▶ [TEXTE FOURNI]
Janvier est un mois à part. Esprit de Noël et cérémonies de vœux font mauvais ménage avec débats et affrontements politiques. Le 1er tour se tiendra le 22. Il nous reste à peine quinze jours utiles pour convaincre.

Nous devons faire des choix. Benoît est très bon dans tous ses passages médias mais le contact direct fait vraiment la différence. Il faut aborder la course comme si nous étions seuls. Le candidat apparaît suffisamment haut maintenant pour que cela force nos concurrents à réagir.

Trois débats sont prévus les 12, 15 et 19, respectivement sur TF1, BFM-iTélé et France 2. Avec sept candidats et autant d’interviews. L’espace médiatique risque de se trouver saturé. Les bonnes idées ne suffiront pas. Montrer notre réussite et notre dynamique apparaît primordial. Le risque premier est que les électeurs pensent que Benoît n’a aucune chance de remporter la victoire. Terrible écho à ce qui adviendra quelques mois plus tard.

En cette fin d’après-midi du 2 janvier, je me trouve à l’arrière d’un taxi sur le point de quitter la Tour Montparnasse lorsque je reçois un appel de Jean-Daniel Lévy. Comme la plupart des instituts, Louis Harris tient un baromètre mensuel de notoriété et de confiance pour les principales personnalités politiques du pays.

«Il se passe quelque chose», m’annonce-t-il. «On sort notre baromètre demain. Hamon gagne 22 points. Il va dépasser Montebourg et Valls.» Un tel bond en si peu de temps, c’est du jamais vu.

Jusqu'ici on se réjouissait d'un +1 et on déprimait pour un -2. Je m'attendais à ce que le combo réussi Emission Politique-Japy (lire l'épisode précédent) produise son effet, espérant un +5, +8. A +10, je marchais sur les mains. Alors +22, je vous laisse imaginer.

Un bon sondage ne fixe pas les intentions de vote, encore moins un résultat. Mais un mouvement aussi important est révélateur. A condition d’effectuer les bons choix dans les prochains jours, une victoire devient possible.

Valls à l’Emission politique, le retour à la réalité

Le jeudi 5 janvier, Manuel Valls est à son tour l’invité de l’Emission politique.

Très vite ce grand oral tourne à la catastrophe. Mal préparé à l’évidence, il n’arrive pas à se départir de son rôle d’ancien Premier ministre.

Il répète à l’envi qu’il a changé. Personne n’y croit. La confrontation avec Philippe Martinez, le leader de la CGT, comme avec Cédric Herrou qui recueille des migrants dans la vallée de la Roya près de Nice le renvoie à ses contradictions.

▶ [JEU DE DONNÉES]
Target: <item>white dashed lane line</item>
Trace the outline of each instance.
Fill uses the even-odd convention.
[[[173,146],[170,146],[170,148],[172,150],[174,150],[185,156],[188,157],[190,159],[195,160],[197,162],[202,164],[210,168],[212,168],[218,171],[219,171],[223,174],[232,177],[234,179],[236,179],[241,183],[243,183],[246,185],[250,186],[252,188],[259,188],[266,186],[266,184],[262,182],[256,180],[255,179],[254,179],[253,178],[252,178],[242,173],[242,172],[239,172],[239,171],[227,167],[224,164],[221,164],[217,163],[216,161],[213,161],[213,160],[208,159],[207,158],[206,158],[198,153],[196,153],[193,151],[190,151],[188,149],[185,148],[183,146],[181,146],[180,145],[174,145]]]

▶ [EXERCICES PROPOSÉS]
a) D'après le récit de campagne, pourquoi ne reste-t-il qu'à peine quinze jours utiles pour convaincre ? Répondez en une à trois phrases.
b) Restituez à l'identique le passage du récit de campagne allant de « Trois débats sont » à « mois plus tard. ».
Les lignes constituent un matériau indépendant du récit de campagne.

▶ [RÉPONSES DANS L'ORDRE]
a) Janvier est un mois à part : l'esprit de Noël et les cérémonies de vœux font mauvais ménage avec les débats et les affrontements politiques. Le premier tour se tiendra en outre dès le 22.

b)
Trois débats sont prévus les 12, 15 et 19, respectivement sur TF1, BFM-iTélé et France 2. Avec sept candidats et autant d’interviews. L’espace médiatique risque de se trouver saturé. Les bonnes idées ne suffiront pas. Montrer notre réussite et notre dynamique apparaît primordial. Le risque premier est que les électeurs pensent que Benoît n’a aucune chance de remporter la victoire. Terrible écho à ce qui adviendra quelques mois plus tard.